_Activity_
Reproduce, exactly, the lines of the material below from the line containing "Task: each <instance>" through the line containing "407L883 383L854 389L820", with both end lines included and nothing else.

_Listed records_

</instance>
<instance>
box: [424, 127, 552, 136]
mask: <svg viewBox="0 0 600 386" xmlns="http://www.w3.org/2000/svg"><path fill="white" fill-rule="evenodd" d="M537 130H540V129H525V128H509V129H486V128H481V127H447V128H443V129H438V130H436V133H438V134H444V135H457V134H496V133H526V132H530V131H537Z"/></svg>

---

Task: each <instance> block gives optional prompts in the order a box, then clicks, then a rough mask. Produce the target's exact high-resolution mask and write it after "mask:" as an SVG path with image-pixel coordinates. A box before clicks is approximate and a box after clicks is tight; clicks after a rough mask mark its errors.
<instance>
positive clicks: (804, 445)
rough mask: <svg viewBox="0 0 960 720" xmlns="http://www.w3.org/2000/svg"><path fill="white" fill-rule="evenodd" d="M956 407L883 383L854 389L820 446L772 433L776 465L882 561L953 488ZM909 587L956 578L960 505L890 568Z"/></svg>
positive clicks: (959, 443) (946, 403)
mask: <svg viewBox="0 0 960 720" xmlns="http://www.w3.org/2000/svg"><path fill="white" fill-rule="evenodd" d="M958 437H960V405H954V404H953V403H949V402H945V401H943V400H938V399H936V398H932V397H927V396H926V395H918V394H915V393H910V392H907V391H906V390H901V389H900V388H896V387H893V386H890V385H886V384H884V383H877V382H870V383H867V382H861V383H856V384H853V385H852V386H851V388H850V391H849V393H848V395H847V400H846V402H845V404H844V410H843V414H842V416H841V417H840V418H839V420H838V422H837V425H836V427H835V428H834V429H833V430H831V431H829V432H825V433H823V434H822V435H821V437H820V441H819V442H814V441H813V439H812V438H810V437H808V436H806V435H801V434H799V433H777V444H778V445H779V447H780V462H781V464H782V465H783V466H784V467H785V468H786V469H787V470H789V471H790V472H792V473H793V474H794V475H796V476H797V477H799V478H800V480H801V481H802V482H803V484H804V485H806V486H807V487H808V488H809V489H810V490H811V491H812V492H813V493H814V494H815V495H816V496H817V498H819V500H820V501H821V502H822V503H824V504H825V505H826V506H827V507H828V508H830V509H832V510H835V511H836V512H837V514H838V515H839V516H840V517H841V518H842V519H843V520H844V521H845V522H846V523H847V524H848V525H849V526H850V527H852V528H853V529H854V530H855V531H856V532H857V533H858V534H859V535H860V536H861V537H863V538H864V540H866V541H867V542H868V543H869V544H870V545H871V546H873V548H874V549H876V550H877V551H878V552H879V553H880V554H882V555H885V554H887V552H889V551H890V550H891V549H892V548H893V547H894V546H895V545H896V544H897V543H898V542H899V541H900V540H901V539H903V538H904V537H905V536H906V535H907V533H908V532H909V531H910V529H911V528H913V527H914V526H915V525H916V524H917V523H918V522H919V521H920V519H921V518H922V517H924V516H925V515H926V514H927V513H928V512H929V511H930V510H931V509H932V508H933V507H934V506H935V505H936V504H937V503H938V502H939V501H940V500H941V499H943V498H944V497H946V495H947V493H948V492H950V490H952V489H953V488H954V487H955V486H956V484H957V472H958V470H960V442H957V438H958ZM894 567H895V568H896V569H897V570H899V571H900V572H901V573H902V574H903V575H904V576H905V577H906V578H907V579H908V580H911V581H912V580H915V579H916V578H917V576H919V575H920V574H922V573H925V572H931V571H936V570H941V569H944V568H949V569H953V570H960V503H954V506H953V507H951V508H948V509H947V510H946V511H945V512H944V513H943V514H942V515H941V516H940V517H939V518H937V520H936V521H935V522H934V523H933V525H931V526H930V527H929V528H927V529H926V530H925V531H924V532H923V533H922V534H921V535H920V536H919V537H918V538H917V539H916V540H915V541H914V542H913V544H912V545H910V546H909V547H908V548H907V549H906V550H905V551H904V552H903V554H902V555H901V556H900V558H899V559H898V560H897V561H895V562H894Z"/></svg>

* * *

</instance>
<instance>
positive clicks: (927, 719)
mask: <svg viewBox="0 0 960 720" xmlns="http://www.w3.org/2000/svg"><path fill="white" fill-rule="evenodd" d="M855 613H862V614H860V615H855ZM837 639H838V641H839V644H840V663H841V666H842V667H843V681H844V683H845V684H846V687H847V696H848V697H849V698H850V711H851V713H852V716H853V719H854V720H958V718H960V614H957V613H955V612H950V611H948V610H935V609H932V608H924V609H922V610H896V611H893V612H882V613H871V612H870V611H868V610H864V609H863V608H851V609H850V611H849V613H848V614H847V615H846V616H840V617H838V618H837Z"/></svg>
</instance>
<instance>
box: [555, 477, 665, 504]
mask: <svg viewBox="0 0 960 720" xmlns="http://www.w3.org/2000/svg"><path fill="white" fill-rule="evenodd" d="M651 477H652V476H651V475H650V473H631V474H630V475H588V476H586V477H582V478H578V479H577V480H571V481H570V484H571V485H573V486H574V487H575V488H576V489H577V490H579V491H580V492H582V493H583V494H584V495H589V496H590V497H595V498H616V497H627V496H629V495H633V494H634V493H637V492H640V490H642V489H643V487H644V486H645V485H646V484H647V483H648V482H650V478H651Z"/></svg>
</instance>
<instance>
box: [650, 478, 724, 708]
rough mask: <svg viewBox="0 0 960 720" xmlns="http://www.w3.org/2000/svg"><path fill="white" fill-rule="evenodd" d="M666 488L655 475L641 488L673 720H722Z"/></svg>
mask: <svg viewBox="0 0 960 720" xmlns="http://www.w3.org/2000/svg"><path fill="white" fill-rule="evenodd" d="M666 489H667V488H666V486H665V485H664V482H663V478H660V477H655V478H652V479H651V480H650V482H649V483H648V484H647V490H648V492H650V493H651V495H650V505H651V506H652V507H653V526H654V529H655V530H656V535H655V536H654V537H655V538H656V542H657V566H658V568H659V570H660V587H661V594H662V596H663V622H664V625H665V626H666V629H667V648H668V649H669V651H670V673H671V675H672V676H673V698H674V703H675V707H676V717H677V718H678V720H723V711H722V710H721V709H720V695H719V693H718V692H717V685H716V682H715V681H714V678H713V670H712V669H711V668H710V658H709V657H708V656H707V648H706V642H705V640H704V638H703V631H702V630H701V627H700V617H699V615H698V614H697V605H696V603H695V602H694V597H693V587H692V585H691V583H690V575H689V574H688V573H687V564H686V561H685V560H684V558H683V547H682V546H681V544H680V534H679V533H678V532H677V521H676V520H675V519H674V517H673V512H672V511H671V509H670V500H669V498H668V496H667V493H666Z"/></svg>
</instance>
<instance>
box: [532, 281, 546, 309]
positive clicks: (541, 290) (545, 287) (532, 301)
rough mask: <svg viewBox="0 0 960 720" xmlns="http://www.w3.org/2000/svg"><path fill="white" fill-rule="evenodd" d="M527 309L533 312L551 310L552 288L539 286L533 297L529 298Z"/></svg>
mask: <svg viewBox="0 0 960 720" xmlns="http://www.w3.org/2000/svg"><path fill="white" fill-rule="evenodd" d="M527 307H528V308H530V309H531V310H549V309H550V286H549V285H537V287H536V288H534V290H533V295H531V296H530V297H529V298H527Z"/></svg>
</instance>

_Output of the task_
Task: each <instance> block gives optional prompts in the order a box, then clicks, then a rough mask. Produce the target's exact high-resolution mask and write it after "mask:" as an SVG path with image-pixel coordinates. A box before clicks is approximate and a box after clicks is tight; clicks after a rough mask mark its errors.
<instance>
positive clicks: (804, 445)
rough mask: <svg viewBox="0 0 960 720" xmlns="http://www.w3.org/2000/svg"><path fill="white" fill-rule="evenodd" d="M956 407L883 383L854 389L820 446L772 433L776 465L882 561L953 488ZM909 587L956 578L960 505L890 568Z"/></svg>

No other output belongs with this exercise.